# DIRECTION
Copy the listing below line for line, without changing anything.

Point labeling listing:
--- --- ---
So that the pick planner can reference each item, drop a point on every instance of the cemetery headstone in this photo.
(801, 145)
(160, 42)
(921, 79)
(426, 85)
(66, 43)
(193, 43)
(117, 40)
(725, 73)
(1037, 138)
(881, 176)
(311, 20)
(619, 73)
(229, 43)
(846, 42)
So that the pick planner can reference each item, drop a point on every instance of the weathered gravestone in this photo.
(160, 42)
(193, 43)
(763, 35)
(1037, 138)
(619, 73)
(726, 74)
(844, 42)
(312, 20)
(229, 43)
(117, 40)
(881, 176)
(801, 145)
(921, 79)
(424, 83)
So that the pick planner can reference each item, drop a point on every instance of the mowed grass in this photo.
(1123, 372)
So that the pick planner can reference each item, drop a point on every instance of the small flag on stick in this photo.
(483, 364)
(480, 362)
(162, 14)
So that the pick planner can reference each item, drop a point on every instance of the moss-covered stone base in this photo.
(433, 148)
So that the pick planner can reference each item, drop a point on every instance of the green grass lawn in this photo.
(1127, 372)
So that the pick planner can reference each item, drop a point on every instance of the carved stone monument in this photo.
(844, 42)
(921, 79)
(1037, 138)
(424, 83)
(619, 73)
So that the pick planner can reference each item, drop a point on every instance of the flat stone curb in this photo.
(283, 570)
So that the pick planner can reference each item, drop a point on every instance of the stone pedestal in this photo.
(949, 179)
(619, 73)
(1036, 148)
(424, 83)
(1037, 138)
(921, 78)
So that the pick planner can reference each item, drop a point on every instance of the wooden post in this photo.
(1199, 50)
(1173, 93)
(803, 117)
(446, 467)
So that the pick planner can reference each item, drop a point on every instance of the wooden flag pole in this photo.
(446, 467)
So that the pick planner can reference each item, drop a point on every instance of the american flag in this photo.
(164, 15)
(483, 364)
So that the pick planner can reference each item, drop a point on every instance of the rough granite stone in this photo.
--- --- ---
# ANSWER FOR THE TASK
So that the pick planner can reference each item, drop a point on every instance of the cemetery headstone in this photo.
(801, 145)
(160, 42)
(921, 79)
(426, 85)
(66, 43)
(193, 43)
(117, 40)
(725, 73)
(1037, 138)
(881, 176)
(311, 20)
(619, 73)
(229, 43)
(846, 42)
So that the pick planner can reference each item, drop a point on every instance of the weathered gravestone in this photo.
(160, 42)
(193, 43)
(763, 35)
(1037, 138)
(619, 73)
(726, 74)
(844, 42)
(312, 20)
(229, 43)
(117, 40)
(881, 176)
(801, 145)
(921, 79)
(424, 83)
So that the pick planner can reference each item, drop a point on every instance of the mowed grass in this photo.
(1123, 372)
So that the pick planner can reference each item, drop a point on every instance of the small flag on stick in this photo.
(483, 364)
(480, 362)
(162, 14)
So that the pick planner can reference each item, drop a point on every instance of the moss-covered stone base in this photo.
(433, 148)
So that the pick planner can reference each item, drop a point on every instance of the green grass lawn in this photo.
(1127, 372)
So that the pick planner can reference each item, drop a point on every instance of the carved stone monument in this photo.
(844, 42)
(921, 79)
(1037, 138)
(424, 83)
(619, 73)
So that the pick planner can reference each item, drop a point on every instance of the flat stone curb in this photo.
(283, 570)
So that the pick planner can reference each item, drop a point on every instance of the stone pedestal in this photo.
(949, 179)
(619, 73)
(1036, 148)
(424, 83)
(1037, 138)
(921, 78)
So that the pick planner can reference each item, drop a point on every instance of the wooden post in this photo.
(1199, 50)
(1173, 93)
(803, 117)
(446, 467)
So that the pick planner can reference each item, drop a point on every instance of the wooden flag pole in this photo.
(446, 467)
So that the pick planner can reference each item, drop a point on every instance of the american flag in this photo.
(164, 15)
(483, 364)
So that the pick planner can reference each item, drop a point on every instance of the rough granite stone in this photo.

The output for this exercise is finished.